Could you return every record below word for word, leaving out the pictures?

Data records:
*** Block opens ***

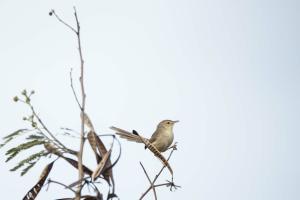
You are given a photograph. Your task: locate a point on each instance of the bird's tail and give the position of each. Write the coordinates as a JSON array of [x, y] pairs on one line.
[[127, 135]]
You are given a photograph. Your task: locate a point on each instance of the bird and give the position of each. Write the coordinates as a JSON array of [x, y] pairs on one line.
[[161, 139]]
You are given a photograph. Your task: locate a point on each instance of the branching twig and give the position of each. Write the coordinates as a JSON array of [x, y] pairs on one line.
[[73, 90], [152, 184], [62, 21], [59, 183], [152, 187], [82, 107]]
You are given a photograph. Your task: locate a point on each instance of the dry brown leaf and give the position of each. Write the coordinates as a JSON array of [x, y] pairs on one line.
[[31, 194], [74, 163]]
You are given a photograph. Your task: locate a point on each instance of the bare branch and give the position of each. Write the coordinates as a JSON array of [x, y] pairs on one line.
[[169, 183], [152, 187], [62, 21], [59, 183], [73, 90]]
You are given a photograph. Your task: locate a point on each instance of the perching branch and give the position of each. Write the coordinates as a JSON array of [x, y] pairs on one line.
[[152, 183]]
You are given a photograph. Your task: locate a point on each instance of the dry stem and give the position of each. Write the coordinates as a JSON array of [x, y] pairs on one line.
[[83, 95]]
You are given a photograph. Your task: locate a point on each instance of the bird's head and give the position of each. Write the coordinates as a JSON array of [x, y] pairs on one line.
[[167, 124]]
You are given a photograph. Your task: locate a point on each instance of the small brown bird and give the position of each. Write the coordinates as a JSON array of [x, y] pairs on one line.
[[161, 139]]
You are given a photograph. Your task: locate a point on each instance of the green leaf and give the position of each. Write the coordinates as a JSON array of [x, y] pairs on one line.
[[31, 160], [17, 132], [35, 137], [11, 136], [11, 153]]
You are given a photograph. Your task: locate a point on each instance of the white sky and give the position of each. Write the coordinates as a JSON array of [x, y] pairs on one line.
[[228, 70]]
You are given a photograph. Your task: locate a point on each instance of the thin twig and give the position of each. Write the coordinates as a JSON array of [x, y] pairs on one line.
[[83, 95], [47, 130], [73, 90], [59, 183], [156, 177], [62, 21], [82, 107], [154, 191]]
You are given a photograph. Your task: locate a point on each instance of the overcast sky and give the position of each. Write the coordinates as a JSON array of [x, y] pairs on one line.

*** Block closes ***

Answer to the exercise
You are given a photograph. Your task: locate a point on each instance of the bird's tail and give the position of each. Write the coordinates as a JSON array of [x, y] pairs on one line.
[[127, 135]]
You are given a photograph. Your task: locate a point on each instance of the bird and give the position of each. Write the coordinates as a JSON array of [x, y] pairs on one line.
[[161, 139]]
You are given a photograph. Your task: locate a point on each instance of the branching twig and give the position of each. Write the coordinates as a JSON array of [x, y] pairs on one line.
[[73, 90], [152, 184], [62, 21], [59, 183], [152, 187], [82, 107]]
You are given a photograph. Your task: locate a point on each instance of the dry brown leaf and give the position of each. Write the coordinates as a JSON array of [x, y] pairs on one line.
[[31, 194], [74, 163]]
You are given a photograph. Your task: locate a point on each instance of the bare branch and give the position of each. Write the coordinates as a JSON array of [x, y] pairs on one line.
[[169, 183], [152, 187], [62, 21], [59, 183], [73, 90]]
You are given a photograph. Your task: locate a point on each instance of the perching branch and give the position of each. Write the coordinates as a JSON array of [x, y] pairs on one line.
[[152, 183]]
You are given a photograph. Your task: locate a point on each instance of the dry stem and give the position of each. Write the coordinates as a JSON array of [x, y] pairs on one line.
[[83, 95]]
You are given a photograph. Your task: locate a point on each instance of the bird's head and give the position of each. Write the coordinates as a JSON array of [x, y] pairs on one line.
[[167, 124]]
You are given a photograph. Your task: locate a point on each instance of the small brown bird and give the position of each. Write the coordinates as a JSON array of [x, y] pairs on one line.
[[161, 139]]
You are given a photograph. Your task: locate a point on each instance of the green leaf and give the position of each. Write the coordinates as a JSON array of [x, y] pairs on one line.
[[31, 160], [17, 132], [35, 137], [11, 136], [11, 153]]
You are given a photograph. Your task: locate a point on each instance of the white sky and give the position of each. Write the coordinates as a JSON array of [x, y] pairs on one line.
[[228, 70]]
You are given a photograph. Your task: locate a point on each instance of the thin twig and give the position of each. Write the coordinates as a JSON array of [x, y] pairs on one line.
[[83, 95], [47, 130], [73, 90], [59, 183], [156, 177], [62, 21], [82, 107], [154, 191]]
You are given a photograph. Your task: locate a point on each instance of the overcast sky and give the position of each. Write the coordinates as a JSON array of [x, y] pairs on one line.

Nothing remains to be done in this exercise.